'The woke generation' is still waking up

By Shayler Richmond

Photo by Life Matters from Pexels

‘The woke generation,” an article I published Mar. 2017, racism has persisted and the awareness of systemic injustices and prejudices continues to grow in response to long-lasting suffering.


“The millennial generation of African Americans has redefined the term "woke" as a resurgence of social consciousness” (Eastern Echo, 2017).


I was misinformed in 2017 to still be calling Black people African Americans. There are African Americans then there are Black people who represent the African diaspora.


Sociology student, Nyambura Njee, said “Essentially it’s your life that becomes manifested as ‘wokeness.’ Being woke is that consciousness all the time. For me, it's like oh that was a micro-aggression, oh that was colorism, oh that was racism, oh that was sexist. It’s through the everyday interactions that being woke is manifested.”


In 2020, the United States police department killed Breonna Taylor, George Floyd, Ahmaud Arbery, and shot Jacob Blake 7 times in the back. These are the life-wrenching abuses of power we have seen play out on video.


“How many weren’t filmed” (unknown protestor).

This is not a singular thought — it is a statistically proven fact that Black people are harmed more than is recorded or reported. Oppression has persisted because white people have allowed it to. White privilege has worked as the engine of oppression to keep non-white people debilitated.


The notion of, ‘we figured it out, why can’t you,’ is tired. Almost as tired as, ‘slavery was over 400 years ago.’ Black enslaved people built America with their bare hands.


White people have stolen, lied, and murdered to gain ‘wealth’ and create distance. This financial gap eliminated resources for minorities and created white privilege. Oppression is the byproduct of a broken system struggling to keep people deemed lesser in a constant state of need. Equity has not yet become the standard because no one would be in need.


"Woke" was redefined through its usage in African American Vernacular English and since has been added to Webster's dictionary (July 2016) due to the terms growing usage it is becoming more widely understood by people of other backgrounds” (Eastern Echo, 2017).


The systemic inequities Black Americans have faced since this country's consummation are becoming more commercially perceived as true because racism has finally gotten enough blood on its hands.


Black existence is resistance because while mainstream America profits from Blackness, the validity of Black trauma has never been wholly accepted. The racial unrest in 2020 is a heightened degree of racial tension that has always existed.


Africology and African American studies professor, Dr. Victor Okafor, among other scholars and experts have labeled ‘woke’ people as ‘fearless’.


“People are not born with racial consciousness. Racial consciousness is a function of how the environment has shaped the psychology and thinking of an individual,” said Okafor.


Daily we are inundated with life, which at times may become tiresome and burdened. To push forward, some choose not to see the world, and others try their best to avoid the hard truth of racism.


“When you're woke you have to become more empathetic, more critical, more so many things that you weren’t when you weren’t woke — so I think that being woke is just better for the world,” said Njee.


COVID-19 amplified the systemic inequities impacting Black people. Being ‘woke’ is only better for the world if you are willing to do the work.


“If you truly want to connect with a culture and who you are then you can’t just be one-sided and not the other. You can’t just be the person that has their fist in the air if you aren’t going to also be the person that fights for change,” said Kya Fordham, NAACP member.

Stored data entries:
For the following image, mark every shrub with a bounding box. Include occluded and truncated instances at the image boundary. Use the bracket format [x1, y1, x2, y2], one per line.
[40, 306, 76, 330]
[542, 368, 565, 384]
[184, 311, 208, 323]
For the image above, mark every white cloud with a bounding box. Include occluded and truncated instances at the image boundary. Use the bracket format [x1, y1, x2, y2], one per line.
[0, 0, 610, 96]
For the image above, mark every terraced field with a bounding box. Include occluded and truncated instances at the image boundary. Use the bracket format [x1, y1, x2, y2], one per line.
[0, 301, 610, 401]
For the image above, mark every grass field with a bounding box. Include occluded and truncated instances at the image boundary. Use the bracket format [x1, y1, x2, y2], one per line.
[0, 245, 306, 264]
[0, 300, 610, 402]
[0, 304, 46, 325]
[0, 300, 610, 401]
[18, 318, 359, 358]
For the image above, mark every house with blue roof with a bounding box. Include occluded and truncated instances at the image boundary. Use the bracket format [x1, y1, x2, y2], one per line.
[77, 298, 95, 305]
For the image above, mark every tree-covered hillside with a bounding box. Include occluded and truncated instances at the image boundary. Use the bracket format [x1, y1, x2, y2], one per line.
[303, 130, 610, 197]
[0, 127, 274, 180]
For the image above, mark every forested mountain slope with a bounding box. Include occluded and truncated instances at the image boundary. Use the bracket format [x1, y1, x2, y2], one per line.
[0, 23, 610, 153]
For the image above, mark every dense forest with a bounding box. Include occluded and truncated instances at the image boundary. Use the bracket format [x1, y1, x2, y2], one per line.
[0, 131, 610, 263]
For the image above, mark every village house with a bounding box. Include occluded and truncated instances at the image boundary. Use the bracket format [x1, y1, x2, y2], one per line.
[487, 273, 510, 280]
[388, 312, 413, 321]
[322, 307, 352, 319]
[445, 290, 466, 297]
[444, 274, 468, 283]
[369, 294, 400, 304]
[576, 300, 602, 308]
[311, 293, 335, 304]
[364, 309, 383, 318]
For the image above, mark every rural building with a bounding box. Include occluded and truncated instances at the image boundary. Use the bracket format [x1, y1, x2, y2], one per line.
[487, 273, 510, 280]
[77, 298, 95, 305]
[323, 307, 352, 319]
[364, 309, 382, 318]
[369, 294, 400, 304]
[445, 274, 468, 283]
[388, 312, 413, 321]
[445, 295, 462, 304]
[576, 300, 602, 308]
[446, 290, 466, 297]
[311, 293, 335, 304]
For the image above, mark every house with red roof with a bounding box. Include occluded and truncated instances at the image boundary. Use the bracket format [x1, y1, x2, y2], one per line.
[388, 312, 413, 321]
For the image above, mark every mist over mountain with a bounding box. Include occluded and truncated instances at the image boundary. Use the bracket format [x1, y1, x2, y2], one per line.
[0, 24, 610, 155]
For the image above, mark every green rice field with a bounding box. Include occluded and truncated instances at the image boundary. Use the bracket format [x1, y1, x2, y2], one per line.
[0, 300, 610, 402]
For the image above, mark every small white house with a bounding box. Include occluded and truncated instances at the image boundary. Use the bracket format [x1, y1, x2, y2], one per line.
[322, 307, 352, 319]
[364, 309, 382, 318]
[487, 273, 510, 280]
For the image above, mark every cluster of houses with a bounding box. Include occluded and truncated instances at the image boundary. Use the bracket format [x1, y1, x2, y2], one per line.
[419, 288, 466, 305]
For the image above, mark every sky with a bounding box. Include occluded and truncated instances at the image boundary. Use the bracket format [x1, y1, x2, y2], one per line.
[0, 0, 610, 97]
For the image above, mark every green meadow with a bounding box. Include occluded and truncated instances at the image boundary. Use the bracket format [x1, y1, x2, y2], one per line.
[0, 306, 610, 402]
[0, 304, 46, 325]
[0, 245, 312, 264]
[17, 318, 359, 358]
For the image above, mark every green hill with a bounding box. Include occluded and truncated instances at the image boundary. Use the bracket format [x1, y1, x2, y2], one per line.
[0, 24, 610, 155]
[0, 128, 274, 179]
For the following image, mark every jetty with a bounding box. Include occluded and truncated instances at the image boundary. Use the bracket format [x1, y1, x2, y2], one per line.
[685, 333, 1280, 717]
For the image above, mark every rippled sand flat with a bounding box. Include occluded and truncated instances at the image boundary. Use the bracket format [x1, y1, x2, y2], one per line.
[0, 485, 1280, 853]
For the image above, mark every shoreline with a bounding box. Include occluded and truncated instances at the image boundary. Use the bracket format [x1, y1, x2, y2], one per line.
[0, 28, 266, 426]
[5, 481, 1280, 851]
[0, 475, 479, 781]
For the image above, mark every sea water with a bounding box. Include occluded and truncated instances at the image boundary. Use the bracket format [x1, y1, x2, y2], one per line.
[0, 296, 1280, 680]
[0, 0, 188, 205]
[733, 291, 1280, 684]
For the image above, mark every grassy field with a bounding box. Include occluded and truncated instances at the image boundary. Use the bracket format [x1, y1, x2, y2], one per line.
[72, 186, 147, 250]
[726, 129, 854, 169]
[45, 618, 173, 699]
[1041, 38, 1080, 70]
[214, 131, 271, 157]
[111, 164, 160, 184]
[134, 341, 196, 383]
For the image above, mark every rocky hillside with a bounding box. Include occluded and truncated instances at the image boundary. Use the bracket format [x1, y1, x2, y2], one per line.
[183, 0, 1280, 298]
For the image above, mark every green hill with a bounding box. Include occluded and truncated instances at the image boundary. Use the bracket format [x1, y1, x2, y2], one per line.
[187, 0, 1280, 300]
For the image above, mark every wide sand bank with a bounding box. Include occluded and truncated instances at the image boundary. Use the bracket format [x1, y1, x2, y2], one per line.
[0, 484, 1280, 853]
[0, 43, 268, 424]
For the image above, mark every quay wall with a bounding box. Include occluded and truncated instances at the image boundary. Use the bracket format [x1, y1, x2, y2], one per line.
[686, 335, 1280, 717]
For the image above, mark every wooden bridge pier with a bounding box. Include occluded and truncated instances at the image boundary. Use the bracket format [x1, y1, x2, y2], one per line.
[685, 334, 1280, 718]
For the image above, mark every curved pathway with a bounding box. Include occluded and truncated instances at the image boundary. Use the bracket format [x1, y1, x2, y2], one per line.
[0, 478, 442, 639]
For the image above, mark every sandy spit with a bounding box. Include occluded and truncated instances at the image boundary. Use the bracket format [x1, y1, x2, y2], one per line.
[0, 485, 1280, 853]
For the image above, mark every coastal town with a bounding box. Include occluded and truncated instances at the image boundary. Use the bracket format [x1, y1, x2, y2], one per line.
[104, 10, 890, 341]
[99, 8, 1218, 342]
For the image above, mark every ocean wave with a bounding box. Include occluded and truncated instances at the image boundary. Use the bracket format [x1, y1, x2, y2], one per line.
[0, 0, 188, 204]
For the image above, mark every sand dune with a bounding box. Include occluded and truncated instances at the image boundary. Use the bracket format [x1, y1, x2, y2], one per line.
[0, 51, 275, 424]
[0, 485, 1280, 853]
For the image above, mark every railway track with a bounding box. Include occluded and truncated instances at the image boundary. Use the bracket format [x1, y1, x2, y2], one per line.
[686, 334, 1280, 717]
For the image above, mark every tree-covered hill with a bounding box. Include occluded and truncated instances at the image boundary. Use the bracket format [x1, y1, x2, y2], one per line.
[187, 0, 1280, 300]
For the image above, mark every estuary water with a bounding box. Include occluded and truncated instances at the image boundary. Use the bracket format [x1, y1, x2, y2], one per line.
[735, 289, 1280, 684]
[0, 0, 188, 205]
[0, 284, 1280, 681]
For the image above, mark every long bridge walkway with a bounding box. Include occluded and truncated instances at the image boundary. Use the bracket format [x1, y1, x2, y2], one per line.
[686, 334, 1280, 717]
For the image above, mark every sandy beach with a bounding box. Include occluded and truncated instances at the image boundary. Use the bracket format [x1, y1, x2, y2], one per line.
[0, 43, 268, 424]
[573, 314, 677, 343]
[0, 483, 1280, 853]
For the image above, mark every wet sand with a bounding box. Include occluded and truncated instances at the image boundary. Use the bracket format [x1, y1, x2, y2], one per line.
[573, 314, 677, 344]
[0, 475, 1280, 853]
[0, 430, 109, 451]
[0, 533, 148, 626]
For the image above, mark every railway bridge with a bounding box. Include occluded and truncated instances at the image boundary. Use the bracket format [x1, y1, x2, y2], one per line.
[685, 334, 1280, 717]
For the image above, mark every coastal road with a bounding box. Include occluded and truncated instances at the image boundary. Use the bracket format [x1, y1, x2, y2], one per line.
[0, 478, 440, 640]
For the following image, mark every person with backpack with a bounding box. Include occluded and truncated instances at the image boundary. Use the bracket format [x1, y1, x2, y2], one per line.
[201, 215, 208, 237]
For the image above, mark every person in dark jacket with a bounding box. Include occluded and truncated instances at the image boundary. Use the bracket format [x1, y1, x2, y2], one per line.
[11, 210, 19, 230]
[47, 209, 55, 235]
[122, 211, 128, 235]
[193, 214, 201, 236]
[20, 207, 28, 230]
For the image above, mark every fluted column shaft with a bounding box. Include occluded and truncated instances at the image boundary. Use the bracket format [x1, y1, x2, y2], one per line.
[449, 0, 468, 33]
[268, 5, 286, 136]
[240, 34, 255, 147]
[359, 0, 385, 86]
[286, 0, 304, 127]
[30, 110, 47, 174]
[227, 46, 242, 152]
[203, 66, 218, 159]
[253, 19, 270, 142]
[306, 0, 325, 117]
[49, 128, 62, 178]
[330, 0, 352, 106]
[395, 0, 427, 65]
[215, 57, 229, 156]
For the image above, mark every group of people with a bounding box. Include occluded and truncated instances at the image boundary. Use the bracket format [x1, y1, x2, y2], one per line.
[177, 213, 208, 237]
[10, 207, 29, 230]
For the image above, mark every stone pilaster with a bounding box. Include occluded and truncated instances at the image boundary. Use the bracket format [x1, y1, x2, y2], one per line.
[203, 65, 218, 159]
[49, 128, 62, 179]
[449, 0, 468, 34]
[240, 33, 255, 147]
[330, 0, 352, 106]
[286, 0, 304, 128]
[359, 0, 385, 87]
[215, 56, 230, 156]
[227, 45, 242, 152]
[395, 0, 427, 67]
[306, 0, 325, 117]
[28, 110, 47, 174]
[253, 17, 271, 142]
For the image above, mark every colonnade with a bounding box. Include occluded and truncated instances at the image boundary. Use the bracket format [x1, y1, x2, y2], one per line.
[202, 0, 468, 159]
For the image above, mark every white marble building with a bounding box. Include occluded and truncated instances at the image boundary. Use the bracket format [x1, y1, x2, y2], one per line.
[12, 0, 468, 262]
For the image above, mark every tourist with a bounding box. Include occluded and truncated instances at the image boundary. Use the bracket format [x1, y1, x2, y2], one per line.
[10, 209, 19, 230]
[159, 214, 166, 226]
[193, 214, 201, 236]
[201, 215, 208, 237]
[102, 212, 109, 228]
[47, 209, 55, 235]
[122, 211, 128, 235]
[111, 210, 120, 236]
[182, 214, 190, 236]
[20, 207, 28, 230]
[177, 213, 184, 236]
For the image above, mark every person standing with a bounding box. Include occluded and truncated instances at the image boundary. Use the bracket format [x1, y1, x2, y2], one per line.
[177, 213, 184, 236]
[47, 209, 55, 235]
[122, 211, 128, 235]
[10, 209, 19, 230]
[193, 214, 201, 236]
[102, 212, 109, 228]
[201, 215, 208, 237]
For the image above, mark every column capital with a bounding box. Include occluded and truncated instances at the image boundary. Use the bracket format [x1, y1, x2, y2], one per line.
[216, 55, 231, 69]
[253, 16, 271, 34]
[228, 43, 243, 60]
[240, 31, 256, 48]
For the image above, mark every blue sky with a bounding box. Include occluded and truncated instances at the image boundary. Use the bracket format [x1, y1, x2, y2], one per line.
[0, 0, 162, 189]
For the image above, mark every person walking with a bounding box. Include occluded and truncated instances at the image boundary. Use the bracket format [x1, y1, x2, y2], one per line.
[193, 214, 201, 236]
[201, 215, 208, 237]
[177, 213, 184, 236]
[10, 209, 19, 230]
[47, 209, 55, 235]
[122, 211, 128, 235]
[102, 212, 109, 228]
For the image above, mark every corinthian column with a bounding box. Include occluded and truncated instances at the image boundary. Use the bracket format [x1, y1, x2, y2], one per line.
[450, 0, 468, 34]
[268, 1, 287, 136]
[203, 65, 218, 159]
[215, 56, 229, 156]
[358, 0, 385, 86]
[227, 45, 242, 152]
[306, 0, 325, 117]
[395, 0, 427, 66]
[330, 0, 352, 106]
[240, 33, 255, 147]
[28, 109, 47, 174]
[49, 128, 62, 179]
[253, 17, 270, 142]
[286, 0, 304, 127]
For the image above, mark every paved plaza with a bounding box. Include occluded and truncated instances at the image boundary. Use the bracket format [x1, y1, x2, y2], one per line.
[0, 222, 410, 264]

## Tasks to perform:
**A.** From the article on the woke generation, reproduce the passage starting at "The systemic inequities Black" and ending at "has always existed.".
**B.** According to the article on the woke generation, when was "woke" added to Webster's dictionary?
**C.** List every person the article on the woke generation quotes by name.

## Responses per task:
**A.**
The systemic inequities Black Americans have faced since this country's consummation are becoming more commercially perceived as true because racism has finally gotten enough blood on its hands.


Black existence is resistance because while mainstream America profits from Blackness, the validity of Black trauma has never been wholly accepted. The racial unrest in 2020 is a heightened degree of racial tension that has always existed.

**B.** July 2016

**C.** Nyambura Njee, Dr. Victor Okafor, Kya Fordham